The entries below should be transcribed in their entirety, exactly as written.
[START]
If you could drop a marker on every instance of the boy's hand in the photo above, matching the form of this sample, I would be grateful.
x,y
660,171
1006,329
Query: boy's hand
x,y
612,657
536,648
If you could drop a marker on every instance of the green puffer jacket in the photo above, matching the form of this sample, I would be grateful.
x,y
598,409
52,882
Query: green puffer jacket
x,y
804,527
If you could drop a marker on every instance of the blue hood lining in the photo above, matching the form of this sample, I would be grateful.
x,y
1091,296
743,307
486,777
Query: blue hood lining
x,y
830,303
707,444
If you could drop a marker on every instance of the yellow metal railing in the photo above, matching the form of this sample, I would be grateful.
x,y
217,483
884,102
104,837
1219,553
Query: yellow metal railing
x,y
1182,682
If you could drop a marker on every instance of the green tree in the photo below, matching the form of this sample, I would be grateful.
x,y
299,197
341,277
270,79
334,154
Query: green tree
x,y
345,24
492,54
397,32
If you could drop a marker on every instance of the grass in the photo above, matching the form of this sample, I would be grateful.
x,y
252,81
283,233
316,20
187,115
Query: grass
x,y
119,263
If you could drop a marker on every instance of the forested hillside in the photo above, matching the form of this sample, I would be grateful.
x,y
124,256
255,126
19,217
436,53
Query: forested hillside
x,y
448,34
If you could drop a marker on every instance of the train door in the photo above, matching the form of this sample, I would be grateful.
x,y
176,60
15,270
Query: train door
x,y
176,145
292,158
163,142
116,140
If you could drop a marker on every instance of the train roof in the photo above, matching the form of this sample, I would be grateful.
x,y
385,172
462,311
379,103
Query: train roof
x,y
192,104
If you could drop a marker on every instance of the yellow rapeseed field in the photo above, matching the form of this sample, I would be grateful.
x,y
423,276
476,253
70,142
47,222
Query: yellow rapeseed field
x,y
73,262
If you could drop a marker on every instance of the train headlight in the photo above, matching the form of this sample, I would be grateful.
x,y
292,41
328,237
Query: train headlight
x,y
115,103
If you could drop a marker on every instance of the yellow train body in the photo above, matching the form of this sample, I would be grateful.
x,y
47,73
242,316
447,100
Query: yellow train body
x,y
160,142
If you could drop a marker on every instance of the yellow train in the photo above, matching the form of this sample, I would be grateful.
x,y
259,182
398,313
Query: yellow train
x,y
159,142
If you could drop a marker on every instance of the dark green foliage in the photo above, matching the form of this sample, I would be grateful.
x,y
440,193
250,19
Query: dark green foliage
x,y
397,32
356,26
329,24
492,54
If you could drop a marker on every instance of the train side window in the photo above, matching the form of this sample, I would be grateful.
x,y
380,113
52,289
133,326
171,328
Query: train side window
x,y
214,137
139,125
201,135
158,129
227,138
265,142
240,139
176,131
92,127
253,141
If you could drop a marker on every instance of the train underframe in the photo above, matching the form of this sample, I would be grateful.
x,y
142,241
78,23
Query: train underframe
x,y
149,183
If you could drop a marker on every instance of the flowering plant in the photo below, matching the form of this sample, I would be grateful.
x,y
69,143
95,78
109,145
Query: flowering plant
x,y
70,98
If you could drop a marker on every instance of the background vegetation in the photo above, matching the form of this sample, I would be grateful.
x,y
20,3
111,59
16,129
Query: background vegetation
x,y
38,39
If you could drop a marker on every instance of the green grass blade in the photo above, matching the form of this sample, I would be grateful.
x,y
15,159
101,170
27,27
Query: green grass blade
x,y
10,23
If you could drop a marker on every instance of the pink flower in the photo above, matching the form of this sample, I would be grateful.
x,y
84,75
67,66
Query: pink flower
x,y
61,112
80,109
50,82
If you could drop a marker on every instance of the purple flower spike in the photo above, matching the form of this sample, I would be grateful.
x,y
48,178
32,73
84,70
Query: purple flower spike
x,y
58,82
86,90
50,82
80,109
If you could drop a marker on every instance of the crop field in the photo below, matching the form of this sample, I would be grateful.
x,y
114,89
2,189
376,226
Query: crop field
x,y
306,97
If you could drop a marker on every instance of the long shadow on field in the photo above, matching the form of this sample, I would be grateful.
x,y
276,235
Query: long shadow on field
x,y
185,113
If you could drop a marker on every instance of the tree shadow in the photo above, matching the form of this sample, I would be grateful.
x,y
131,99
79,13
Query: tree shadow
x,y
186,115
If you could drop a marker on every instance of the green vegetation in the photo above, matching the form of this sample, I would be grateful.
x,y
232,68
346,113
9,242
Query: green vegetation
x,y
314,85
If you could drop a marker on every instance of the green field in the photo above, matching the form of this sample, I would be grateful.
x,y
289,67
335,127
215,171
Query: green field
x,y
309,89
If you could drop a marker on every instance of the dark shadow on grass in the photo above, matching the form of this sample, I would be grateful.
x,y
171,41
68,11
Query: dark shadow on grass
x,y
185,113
[END]
◆ WRITTEN ANSWER:
If you could drop a marker on every instance of the boy's hand in the photo above, matching the form of this sample, I would be grateful.
x,y
660,171
1006,329
Query: boy's hand
x,y
612,657
536,648
If you could drop a marker on every instance of the green puffer jacket in the photo above, matching the form of this sample, I would be grateful.
x,y
598,409
52,882
Query: green puffer jacket
x,y
804,527
If you could drop a marker on every instance of the blue hood lining in the photo above, matching the form of this sample, I would be grateful.
x,y
1091,296
743,307
486,777
Query: blue hood lining
x,y
830,303
707,444
If you could drop a marker on every instance of the yellow metal railing in the photo above, matching the form of this sample, I would be grateful.
x,y
217,483
884,102
104,837
1219,553
Query: yellow metal railing
x,y
1182,682
If you could drop a marker on every instance of the green tree in the photo below, matching the form of this sample, I would be grateful.
x,y
299,197
341,277
270,79
334,154
Query: green tree
x,y
345,24
492,54
397,32
If you could drop a marker on every instance of the grass in the photo above, matching the form of this sample, I would be grateful.
x,y
252,81
283,233
316,20
187,115
Query: grass
x,y
119,263
If you could drop a marker on every instance of the forested hillside in the photo above, matching the form of this sample, I would be grateful.
x,y
124,256
255,126
19,217
436,53
Query: forested hillside
x,y
448,34
If you could drop a marker on every instance of the train door in the photo above, matching the form of this sample, I would be grateful.
x,y
176,60
15,270
Query: train door
x,y
176,145
292,158
163,142
116,140
If you could drop a marker on every instance of the train roof in the photo above, matching the form of this sample, I would be grateful.
x,y
385,172
462,311
379,103
Query: train roof
x,y
192,104
If you could drop a marker on every instance of the yellow rapeseed field in the photo above, matching the form of this sample, I would be grateful.
x,y
423,276
476,253
70,142
47,222
Query: yellow rapeseed field
x,y
73,262
If you could drop a marker on every instance of the train headlight in the photo above, matching the form of this sample, I would be grateful.
x,y
292,41
328,237
Query: train headlight
x,y
115,103
If you could drop a marker on every instance of the yellow train body in the photo above, matching the form of this sample, I would be grateful.
x,y
47,73
242,316
447,100
Query: yellow train body
x,y
160,142
If you could drop a marker on every instance of the yellow train in the photo above, matching the form of this sample, I would be grateful.
x,y
259,182
398,313
Query: yellow train
x,y
159,142
If you could drop a marker on every instance of the dark green foliage in the photo above, matching the form of this sample, I would be grateful.
x,y
440,193
250,19
Query: dark green foliage
x,y
397,32
356,26
329,24
492,54
If you could drop a marker on every instance of the train side window in the photo above, matching the form of this sample, I would be grateful.
x,y
380,113
52,289
133,326
171,328
Query: train side window
x,y
214,137
139,125
201,135
158,129
227,138
265,142
240,139
176,131
92,127
253,141
If you could drop a marker on every instance of the train underframe in the photo above, matching the form of this sample, I would be grateful.
x,y
142,241
78,23
Query: train underframe
x,y
149,183
If you could drop a marker on every instance of the flowering plant in the photo below, matching the form of this sample, I would be grateful.
x,y
69,143
95,78
109,145
Query: flowering plant
x,y
70,98
If you could drop a marker on every instance of the background vegetation in the photo above, matching the form of this sample, I would be grateful.
x,y
20,3
111,59
16,129
Query: background vegetation
x,y
38,39
If you could drop a marker on every instance of the green grass blade in the photo above, matching the form of this sample, I would be grateful.
x,y
15,159
101,170
27,27
Query: green grass blade
x,y
10,23
If you could drop a marker on every instance of the pink flower in the photo above, matching the form of this sample, I would be grateful.
x,y
84,75
67,66
Query: pink flower
x,y
61,112
80,109
50,82
If you could drop a marker on every instance of the purple flower spike in the photo above, matching the form of this sample, I would be grateful.
x,y
48,178
32,73
84,70
Query: purple flower spike
x,y
58,82
86,90
50,82
80,109
If you could drop a marker on every instance of the crop field in the photo below, matching the form of this sample, I would be grateful.
x,y
114,89
2,189
376,226
Query: crop field
x,y
306,97
If you could drop a marker on every instance of the long shadow on field in the photo above, matching the form of this sample, I would be grateful.
x,y
276,235
Query: long shadow on field
x,y
185,113
If you could drop a marker on every instance of the tree shadow in the photo above, matching the form of this sample, I would be grateful.
x,y
131,99
79,13
Query: tree shadow
x,y
186,115
If you could drop a marker on every instance of the green vegetation in the photo above, matching the form of this sample, I would be grateful.
x,y
232,68
346,113
9,242
Query: green vegetation
x,y
314,85
If you could drop a marker on every instance of the green field in the photo above, matching the form of this sample, I would be grateful.
x,y
289,67
335,127
215,171
Query: green field
x,y
309,89
If you could drop a marker on every instance of the dark shadow on grass in the photo above, matching the form of this sample, I would be grateful.
x,y
171,41
68,11
Query: dark shadow on grass
x,y
185,113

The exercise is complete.